■ DIRECTIONS ■
Return only those lines of the records below in which "seated" appears.

Start of EXTRACTED INFORMATION

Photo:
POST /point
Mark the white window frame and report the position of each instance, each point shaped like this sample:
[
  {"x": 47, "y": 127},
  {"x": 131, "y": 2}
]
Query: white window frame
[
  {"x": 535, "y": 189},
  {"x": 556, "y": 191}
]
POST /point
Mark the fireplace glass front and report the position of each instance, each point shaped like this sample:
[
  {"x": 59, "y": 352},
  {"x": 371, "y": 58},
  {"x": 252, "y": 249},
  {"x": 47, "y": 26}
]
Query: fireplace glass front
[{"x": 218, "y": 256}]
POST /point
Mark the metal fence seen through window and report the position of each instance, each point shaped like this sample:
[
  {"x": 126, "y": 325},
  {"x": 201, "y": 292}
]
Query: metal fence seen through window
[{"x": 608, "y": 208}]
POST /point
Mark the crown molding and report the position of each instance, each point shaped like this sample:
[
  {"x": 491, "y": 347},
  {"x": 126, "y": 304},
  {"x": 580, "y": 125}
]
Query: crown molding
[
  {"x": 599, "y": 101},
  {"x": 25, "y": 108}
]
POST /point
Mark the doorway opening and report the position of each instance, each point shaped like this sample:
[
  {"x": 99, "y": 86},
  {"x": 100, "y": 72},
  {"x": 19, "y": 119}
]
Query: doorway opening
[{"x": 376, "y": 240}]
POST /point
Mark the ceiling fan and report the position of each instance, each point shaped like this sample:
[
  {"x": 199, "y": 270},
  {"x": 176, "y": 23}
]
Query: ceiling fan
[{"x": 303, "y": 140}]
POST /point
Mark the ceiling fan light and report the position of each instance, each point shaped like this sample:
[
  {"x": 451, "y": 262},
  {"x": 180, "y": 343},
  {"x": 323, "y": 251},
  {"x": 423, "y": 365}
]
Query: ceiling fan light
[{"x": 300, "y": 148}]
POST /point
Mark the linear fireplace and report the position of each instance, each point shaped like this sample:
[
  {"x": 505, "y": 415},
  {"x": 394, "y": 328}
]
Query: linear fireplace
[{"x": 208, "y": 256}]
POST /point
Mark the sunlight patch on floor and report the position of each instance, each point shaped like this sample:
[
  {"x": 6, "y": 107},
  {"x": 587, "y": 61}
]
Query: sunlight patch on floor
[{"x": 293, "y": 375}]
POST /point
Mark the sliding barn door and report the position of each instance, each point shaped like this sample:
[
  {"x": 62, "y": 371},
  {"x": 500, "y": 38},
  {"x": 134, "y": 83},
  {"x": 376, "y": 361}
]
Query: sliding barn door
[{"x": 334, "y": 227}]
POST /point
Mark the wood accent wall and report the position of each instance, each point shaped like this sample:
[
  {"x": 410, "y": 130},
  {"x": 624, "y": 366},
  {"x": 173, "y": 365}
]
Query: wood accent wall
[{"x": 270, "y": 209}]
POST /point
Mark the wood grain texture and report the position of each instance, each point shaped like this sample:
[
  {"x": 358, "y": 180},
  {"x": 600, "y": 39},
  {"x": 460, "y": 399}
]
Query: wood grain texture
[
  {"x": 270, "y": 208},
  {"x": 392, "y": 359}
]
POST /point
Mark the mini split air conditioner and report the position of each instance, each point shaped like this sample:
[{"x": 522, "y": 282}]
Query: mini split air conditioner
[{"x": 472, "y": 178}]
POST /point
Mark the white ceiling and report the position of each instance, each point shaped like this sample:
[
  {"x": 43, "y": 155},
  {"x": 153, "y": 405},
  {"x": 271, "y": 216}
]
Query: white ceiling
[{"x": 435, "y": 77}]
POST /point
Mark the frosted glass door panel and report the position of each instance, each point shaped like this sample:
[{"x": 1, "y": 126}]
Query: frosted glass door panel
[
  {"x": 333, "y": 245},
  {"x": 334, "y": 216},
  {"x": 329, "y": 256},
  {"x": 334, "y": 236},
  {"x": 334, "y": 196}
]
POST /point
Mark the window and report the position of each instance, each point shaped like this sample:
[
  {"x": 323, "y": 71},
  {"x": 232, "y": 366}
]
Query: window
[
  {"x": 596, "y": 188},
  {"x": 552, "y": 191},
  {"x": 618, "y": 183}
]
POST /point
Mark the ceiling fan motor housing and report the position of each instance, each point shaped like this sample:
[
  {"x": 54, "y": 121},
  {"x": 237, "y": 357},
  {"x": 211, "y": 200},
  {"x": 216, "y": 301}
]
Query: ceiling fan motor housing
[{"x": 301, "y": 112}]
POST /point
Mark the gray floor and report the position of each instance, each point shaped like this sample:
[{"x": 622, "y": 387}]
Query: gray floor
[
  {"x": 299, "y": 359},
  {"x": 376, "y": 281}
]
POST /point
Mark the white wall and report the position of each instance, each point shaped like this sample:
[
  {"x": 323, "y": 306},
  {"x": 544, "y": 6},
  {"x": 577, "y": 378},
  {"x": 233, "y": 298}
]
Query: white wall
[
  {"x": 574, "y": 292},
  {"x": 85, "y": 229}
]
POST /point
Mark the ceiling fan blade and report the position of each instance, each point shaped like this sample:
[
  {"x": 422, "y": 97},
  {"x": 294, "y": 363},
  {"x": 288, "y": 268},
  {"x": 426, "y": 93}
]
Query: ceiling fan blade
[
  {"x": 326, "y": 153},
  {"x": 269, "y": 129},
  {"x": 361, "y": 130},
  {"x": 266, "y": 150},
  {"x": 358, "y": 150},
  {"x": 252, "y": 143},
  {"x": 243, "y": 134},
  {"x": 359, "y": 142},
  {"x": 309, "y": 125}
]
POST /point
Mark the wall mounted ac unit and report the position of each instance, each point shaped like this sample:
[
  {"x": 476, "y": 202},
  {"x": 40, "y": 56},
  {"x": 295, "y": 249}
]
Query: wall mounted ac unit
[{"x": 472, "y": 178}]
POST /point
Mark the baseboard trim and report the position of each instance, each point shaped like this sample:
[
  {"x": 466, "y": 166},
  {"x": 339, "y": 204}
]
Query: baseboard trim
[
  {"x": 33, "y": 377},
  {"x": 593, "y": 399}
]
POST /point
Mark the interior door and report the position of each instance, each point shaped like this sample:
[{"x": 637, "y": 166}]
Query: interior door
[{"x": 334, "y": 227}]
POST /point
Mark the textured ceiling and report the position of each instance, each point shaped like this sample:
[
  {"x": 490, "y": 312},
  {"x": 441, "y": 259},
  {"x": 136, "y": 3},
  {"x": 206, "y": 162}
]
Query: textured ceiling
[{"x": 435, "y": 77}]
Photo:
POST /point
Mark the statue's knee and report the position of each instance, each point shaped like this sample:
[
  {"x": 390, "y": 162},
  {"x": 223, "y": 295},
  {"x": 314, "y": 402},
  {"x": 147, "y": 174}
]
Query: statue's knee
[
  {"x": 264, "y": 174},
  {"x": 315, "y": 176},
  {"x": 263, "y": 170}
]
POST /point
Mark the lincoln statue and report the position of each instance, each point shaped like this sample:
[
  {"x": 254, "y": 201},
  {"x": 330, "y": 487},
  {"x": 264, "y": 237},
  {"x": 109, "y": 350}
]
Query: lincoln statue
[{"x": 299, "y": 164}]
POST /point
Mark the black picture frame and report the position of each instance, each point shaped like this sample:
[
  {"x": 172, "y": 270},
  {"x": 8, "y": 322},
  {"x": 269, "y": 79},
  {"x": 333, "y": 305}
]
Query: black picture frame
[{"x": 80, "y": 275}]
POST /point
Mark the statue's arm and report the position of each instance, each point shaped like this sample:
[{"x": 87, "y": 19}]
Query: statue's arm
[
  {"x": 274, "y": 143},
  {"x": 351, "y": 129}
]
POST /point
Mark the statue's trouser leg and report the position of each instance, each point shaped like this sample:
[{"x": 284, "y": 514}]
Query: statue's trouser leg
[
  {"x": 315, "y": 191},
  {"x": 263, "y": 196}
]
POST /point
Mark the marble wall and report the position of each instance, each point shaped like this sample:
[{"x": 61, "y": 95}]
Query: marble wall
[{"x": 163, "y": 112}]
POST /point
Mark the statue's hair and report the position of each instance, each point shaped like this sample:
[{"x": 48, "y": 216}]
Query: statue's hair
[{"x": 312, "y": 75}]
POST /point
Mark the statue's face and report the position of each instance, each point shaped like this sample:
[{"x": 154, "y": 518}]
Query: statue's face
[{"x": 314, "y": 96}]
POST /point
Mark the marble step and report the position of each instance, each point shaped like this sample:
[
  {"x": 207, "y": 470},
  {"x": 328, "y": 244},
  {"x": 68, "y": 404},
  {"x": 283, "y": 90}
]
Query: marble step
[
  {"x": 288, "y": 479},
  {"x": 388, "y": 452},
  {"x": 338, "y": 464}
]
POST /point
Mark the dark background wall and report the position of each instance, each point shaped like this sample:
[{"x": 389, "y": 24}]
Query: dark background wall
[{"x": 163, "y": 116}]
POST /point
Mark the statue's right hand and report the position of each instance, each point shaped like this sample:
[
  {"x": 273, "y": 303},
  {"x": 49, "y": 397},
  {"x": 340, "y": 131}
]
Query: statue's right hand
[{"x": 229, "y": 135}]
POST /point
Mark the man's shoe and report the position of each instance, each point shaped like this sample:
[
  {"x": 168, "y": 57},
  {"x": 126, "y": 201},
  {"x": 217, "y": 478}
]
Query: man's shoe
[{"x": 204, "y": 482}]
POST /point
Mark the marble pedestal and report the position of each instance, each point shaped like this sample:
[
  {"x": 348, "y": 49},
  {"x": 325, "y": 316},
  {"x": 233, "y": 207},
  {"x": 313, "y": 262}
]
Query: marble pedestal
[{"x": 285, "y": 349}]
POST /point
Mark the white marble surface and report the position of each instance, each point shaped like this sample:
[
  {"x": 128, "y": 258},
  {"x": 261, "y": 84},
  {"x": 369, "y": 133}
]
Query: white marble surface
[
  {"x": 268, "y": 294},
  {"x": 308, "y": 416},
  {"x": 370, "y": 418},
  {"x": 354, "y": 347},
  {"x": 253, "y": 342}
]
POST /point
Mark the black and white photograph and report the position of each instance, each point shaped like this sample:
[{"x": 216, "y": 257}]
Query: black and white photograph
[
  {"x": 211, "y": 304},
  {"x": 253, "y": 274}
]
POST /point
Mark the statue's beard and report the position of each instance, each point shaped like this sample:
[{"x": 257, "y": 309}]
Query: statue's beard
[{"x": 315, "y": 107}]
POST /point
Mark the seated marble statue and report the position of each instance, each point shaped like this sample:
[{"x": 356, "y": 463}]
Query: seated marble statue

End of EXTRACTED INFORMATION

■ TASK SOLUTION ■
Mark the seated marble statue and report the position of each instance, each point shaped like this sample:
Query: seated marble statue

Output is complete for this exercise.